* DESAFIO A *
Diga se cada afirmação, (i), (ii) e (iii), está de acordo com o texto sobre eurocentrismo, respondendo sim ou não e citando as palavras do texto que decidem a questão:
(i) O Eurocentrismo é apresentado como uma consequência do colonialismo.
(ii) O processo pedagógico na Amazônia valoriza as produções culturais e artísticas locais.
(iii) A fala que fecha o texto é atribuída a Albert Cordeiro.

* TEXTO *
################
Eurocentrismo – Segundo o autor, é por meio da cultura popular que se formam os vínculos que nos ligam à negritude da África e ao indigenismo da América. Como consequência do colonialismo, formou-se um sistema de valores no qual apenas a contribuição europeia tende a ser ressaltada e valorizada, em um fenômeno chamado de Eurocentrismo.
“Ficou evidente que a nossa região foi e continua sendo alvo desse projeto integracionista. Por meio das memórias de nossos/as interlocutores/as, percebemos a desvalorização do conhecimento popular em cada território, o apagamento das produções culturais e artísticas locais e a imposição de modelos educativos e sociais exógenos como elementos constitutivos do processo pedagógico na Amazônia”, expõe.
Entretanto a busca por alternativas exige o questionamento da suposta universalidade desse modelo civilizatório. “Para tanto, dar ênfase às várias perspectivas culturais e, no âmbito deste trabalho, construir um elogio à força descolonizadora da cultura popular auxilia na construção de outros mundos possíveis”, reforça o autor.
“A compreensão profunda e detalhada deste fenômeno é fundamental para que outros rumos possam ser tomados, expandindo nossa concepção de quais conhecimentos são ‘dignos’ de estarem na escola e fazerem parte do universo de saberes que nossas crianças, adolescentes e jovens poderão acessar dentro deste espaço”, conclui Albert Cordeiro.
################
* DADOS DE ENTRADA *
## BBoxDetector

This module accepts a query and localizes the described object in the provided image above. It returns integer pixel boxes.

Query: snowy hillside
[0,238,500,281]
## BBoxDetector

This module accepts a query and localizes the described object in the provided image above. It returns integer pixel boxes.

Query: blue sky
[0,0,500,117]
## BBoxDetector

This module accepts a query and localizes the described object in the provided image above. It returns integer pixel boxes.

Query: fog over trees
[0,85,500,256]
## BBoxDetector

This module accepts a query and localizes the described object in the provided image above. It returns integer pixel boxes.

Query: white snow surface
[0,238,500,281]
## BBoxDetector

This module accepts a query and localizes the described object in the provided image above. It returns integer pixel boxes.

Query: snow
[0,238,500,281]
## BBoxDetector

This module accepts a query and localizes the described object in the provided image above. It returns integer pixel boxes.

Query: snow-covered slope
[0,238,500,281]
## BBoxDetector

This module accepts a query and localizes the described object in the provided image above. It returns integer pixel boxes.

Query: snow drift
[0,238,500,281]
################
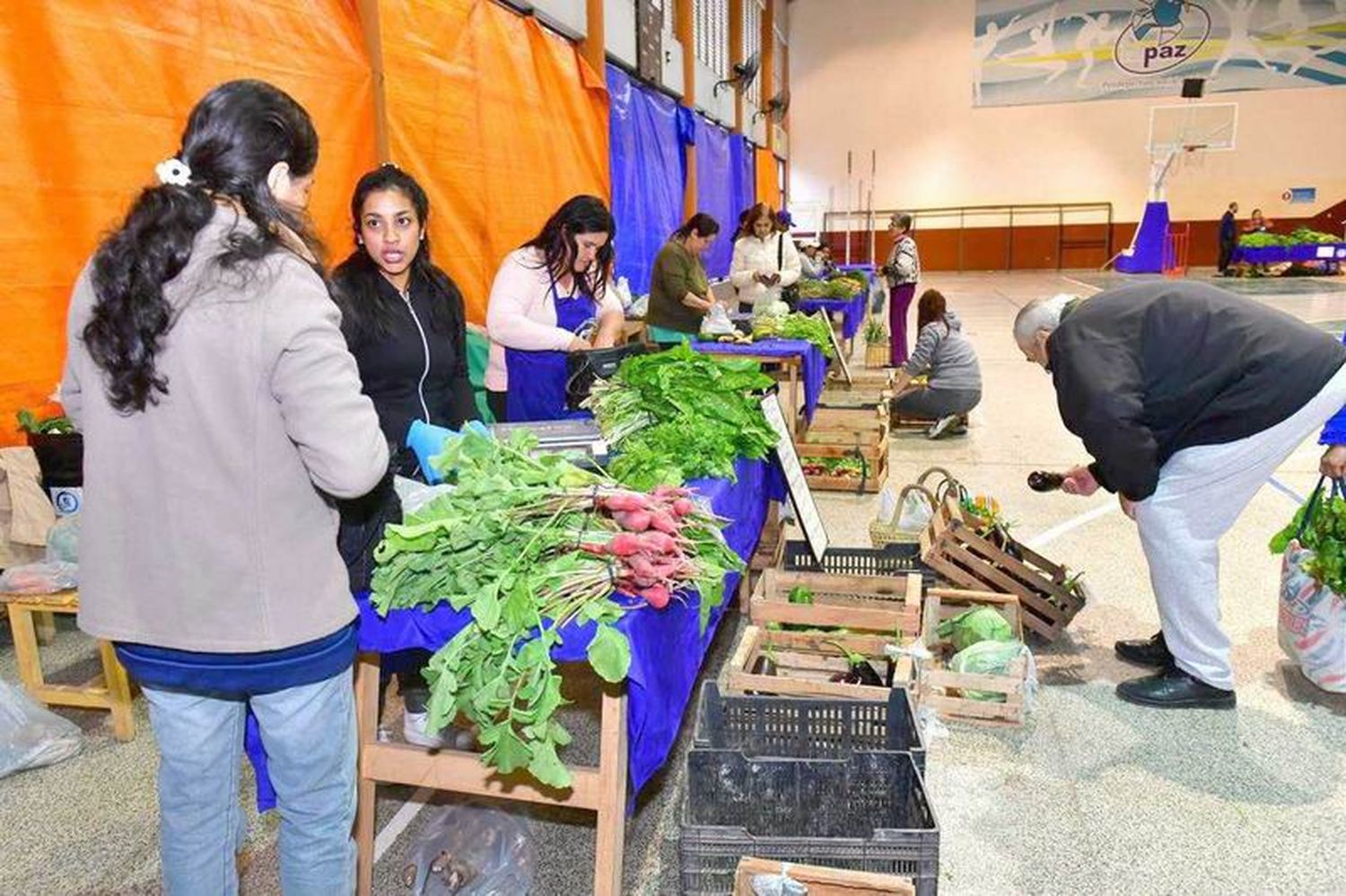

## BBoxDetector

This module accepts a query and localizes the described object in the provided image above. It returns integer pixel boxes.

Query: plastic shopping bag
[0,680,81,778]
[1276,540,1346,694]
################
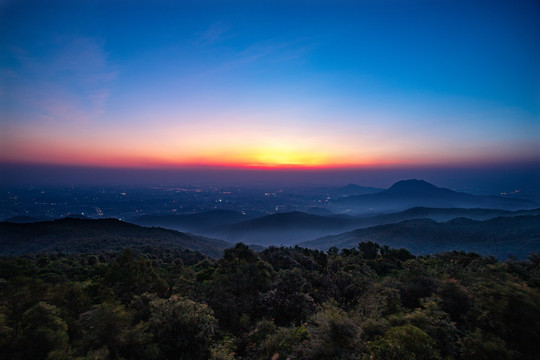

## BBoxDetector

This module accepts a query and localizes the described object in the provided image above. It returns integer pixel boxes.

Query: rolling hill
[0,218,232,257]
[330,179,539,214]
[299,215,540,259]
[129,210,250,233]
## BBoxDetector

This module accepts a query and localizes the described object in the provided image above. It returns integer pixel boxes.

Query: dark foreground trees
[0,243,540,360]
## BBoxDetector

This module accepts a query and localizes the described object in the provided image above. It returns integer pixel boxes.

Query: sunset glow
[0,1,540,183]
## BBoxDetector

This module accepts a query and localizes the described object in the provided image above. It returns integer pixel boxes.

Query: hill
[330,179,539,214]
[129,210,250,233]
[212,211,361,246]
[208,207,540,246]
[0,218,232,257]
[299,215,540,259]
################
* DESAFIO B *
Localize e copie todas as linhas dos registros acima em que aparece a palavra "trees".

* RESPOSTA COMPLETA A *
(i) Sim: “Como consequência do colonialismo, formou-se um sistema de valores no qual apenas a contribuição europeia tende a ser ressaltada e valorizada, em um fenômeno chamado de Eurocentrismo.”
(ii) Não: “o apagamento das produções culturais e artísticas locais e a imposição de modelos educativos e sociais exógenos como elementos constitutivos do processo pedagógico na Amazônia”
(iii) Sim: “conclui Albert Cordeiro”

* RESPOSTA COMPLETA B *
Query: fog over trees
Query: dark foreground trees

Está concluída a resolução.